::: Source material :::

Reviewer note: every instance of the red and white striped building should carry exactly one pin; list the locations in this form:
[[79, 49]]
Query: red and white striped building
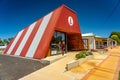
[[34, 41]]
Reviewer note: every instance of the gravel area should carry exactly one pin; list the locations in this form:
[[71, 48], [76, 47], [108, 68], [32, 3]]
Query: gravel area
[[13, 68]]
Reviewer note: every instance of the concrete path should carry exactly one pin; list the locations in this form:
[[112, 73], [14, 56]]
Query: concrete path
[[108, 69], [57, 71]]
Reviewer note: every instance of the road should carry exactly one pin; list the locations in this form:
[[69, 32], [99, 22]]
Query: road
[[13, 68]]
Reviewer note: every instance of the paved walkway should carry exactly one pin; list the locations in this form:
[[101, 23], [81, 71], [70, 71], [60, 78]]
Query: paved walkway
[[57, 71], [108, 69]]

:::

Print exactly the stretch of lines beginning with the one that holds "Reviewer note: every instance of the paved" and ending at the last line above.

Reviewer note: every instance of the paved walkway should carry exactly one pin; list the locations in this form:
[[101, 23], [81, 71], [70, 71], [60, 78]]
Query: paved walkway
[[57, 71], [108, 69]]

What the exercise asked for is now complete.